start Provided entries

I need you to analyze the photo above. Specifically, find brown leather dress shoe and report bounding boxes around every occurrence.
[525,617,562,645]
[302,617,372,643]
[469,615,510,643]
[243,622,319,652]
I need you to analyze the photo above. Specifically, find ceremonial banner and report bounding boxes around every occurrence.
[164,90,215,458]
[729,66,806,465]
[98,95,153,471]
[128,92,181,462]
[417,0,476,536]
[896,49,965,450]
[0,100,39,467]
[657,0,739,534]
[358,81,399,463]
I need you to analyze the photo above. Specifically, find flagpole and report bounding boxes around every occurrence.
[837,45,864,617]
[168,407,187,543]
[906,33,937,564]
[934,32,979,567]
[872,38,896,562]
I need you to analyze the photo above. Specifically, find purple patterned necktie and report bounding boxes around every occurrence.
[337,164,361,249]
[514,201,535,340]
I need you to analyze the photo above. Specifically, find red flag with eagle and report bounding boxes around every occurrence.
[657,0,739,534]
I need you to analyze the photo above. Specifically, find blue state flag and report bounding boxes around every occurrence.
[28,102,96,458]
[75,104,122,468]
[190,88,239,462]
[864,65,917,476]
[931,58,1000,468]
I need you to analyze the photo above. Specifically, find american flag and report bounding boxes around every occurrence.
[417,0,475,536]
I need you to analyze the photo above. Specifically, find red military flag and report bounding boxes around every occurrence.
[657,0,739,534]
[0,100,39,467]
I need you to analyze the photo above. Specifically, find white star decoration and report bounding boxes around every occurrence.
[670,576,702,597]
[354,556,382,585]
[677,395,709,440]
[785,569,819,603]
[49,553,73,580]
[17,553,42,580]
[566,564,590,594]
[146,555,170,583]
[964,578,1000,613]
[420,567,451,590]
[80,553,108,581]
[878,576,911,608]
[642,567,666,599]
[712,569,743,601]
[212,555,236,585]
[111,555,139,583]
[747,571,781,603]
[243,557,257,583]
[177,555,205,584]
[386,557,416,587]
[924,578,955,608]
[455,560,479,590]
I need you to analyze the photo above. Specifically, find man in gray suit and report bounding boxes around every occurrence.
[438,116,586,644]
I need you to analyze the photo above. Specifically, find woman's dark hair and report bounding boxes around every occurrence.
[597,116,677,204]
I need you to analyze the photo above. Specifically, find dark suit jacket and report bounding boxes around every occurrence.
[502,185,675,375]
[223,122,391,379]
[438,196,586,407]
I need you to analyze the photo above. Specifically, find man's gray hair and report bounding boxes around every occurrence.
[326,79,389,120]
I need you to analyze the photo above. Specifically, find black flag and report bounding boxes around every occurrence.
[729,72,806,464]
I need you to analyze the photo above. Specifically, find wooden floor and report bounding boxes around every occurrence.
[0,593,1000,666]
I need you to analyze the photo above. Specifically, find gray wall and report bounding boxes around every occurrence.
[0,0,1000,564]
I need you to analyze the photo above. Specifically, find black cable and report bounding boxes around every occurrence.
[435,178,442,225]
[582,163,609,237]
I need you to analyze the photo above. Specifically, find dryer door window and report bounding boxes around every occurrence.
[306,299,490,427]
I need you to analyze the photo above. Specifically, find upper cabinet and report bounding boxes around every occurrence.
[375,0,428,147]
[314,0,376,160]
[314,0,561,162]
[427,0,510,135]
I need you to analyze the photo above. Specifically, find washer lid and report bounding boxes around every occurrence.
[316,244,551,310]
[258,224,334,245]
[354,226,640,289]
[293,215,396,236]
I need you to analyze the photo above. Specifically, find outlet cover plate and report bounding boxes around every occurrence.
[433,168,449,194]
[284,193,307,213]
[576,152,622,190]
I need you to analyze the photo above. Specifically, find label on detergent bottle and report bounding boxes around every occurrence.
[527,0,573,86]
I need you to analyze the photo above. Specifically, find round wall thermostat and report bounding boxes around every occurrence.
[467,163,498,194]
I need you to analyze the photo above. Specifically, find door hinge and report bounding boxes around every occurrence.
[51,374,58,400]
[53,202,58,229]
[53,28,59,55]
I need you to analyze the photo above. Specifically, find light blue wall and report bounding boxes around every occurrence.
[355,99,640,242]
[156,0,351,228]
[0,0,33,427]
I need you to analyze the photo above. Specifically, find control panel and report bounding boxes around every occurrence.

end Provided entries

(To do): Please reproduce all of the data above, line for line and without any changes.

(Expected answer):
I need you to analyze the photo above. Specifically, find brown leather dress shoe and report bounding boxes around every occurrence.
[525,617,562,645]
[302,617,372,643]
[469,615,510,643]
[243,622,319,652]
I need you to analyze the photo above. Specifically, find ceremonial banner and report bounding boxes around every occurrence.
[164,90,215,458]
[729,66,806,465]
[98,95,153,471]
[128,92,181,462]
[417,0,476,536]
[896,49,965,450]
[0,100,39,467]
[657,0,739,534]
[358,81,399,463]
I need you to analyze the photo above. Specifically, find flagpole and report bounding boxes around every occurrence.
[837,45,864,617]
[168,407,187,543]
[906,33,937,564]
[934,32,979,567]
[872,38,896,562]
I need you to analyze the photo above. Specifically, find purple patterned necktie and report bounding boxes around every occurrence.
[337,164,361,249]
[514,201,535,340]
I need you to analyze the photo above. Specifically, find red flag with eagle and report bounding boxes around every occurrence.
[657,0,739,534]
I need you to analyze the photo above. Specifically, find blue state flag and report bounding boxes around every occurrence.
[28,102,96,458]
[75,104,122,468]
[190,88,239,462]
[864,65,917,476]
[931,58,1000,468]
I need you to analyze the photo above. Specifically, find american flag and report bounding boxes around every occurrence.
[417,0,475,536]
I need you to analyze the photo above. Specifically, find red military flag and report bounding boxes around every occurrence.
[657,0,739,534]
[0,100,39,467]
I need you to analyze the photo above. Specifically, find white star decoration and report bounding boxes around every occurrence.
[670,576,702,597]
[354,556,382,585]
[677,395,709,440]
[785,569,819,603]
[49,553,73,580]
[17,553,42,580]
[566,564,590,594]
[146,555,170,583]
[964,578,1000,613]
[420,567,451,590]
[80,553,108,581]
[878,576,911,608]
[642,567,666,599]
[712,569,743,601]
[212,555,236,585]
[111,555,139,583]
[747,571,781,603]
[243,557,257,583]
[177,555,205,584]
[386,557,416,587]
[924,578,955,608]
[455,560,479,590]
I need you to analyze the photo above. Specifically, find man in gray suit and report bounding boxes around every occurrence.
[438,116,586,644]
I need you to analyze the photo above. Specifically, find woman's dark hair and report bounding boxes around every occurrence.
[597,116,677,204]
I need you to analyze the photo above. Specifically, find dark suit jacket and report bounding boxes around every occurrence.
[502,185,675,375]
[223,122,391,379]
[438,196,586,407]
I need you to analyze the photo above. Specifically, find man's gray hair and report bounding boxes around every occurrence.
[326,79,389,120]
I need you to analyze the photo above. Specifically, find black flag and report bounding boxes around every occurrence.
[729,72,806,464]
I need you to analyze the photo above. Specifically, find wooden floor and report bounding boxes around every occurrence.
[0,593,1000,666]
I need you to analyze the photo above. Specifically, find gray wall and report bounding boxes around every occurrence.
[0,0,1000,564]
I need you to analyze the photo above. Specifically, find black cable and report bounding boxes around every occurrence.
[435,178,442,225]
[582,163,609,237]
I need you to analyze the photo above. Specifically, find dryer door window and report bounding boxes around every occurrence.
[306,299,490,427]
I need you to analyze the photo above. Specifically, find upper cabinet and report bounding boxes around every occurrence.
[375,0,428,147]
[314,0,376,160]
[314,0,561,162]
[427,0,510,135]
I need you to analyze the photo above. Specifically, find washer lid and report bounding boxes around every occurrence.
[316,244,551,310]
[258,224,334,245]
[354,226,640,289]
[293,215,396,236]
I need you to analyze the photo above. Specifically, find outlet cover plate and report bounding boxes around every occurrence.
[433,168,449,194]
[284,193,307,213]
[576,152,622,190]
I need you to analyze the photo above. Specifically, find label on detergent bottle and report bounding boxes around every occurrence.
[527,0,573,86]
I need you to analyze the photo above. Specifically, find round wall thermostat and report bounding boxes around every occurrence.
[467,163,498,194]
I need you to analyze the photo above. Specifically, find door hinge and report bounding boxes around every occurrence.
[51,374,58,400]
[53,202,58,229]
[53,28,59,55]
I need you to analyze the photo above. Specifically, find light blue wall and report bounding boxes around every occurrence.
[355,99,640,242]
[156,0,351,228]
[0,0,33,427]
I need you to analyze the photo above. Specifically, find control panel and report bounding boxes around every occurrence.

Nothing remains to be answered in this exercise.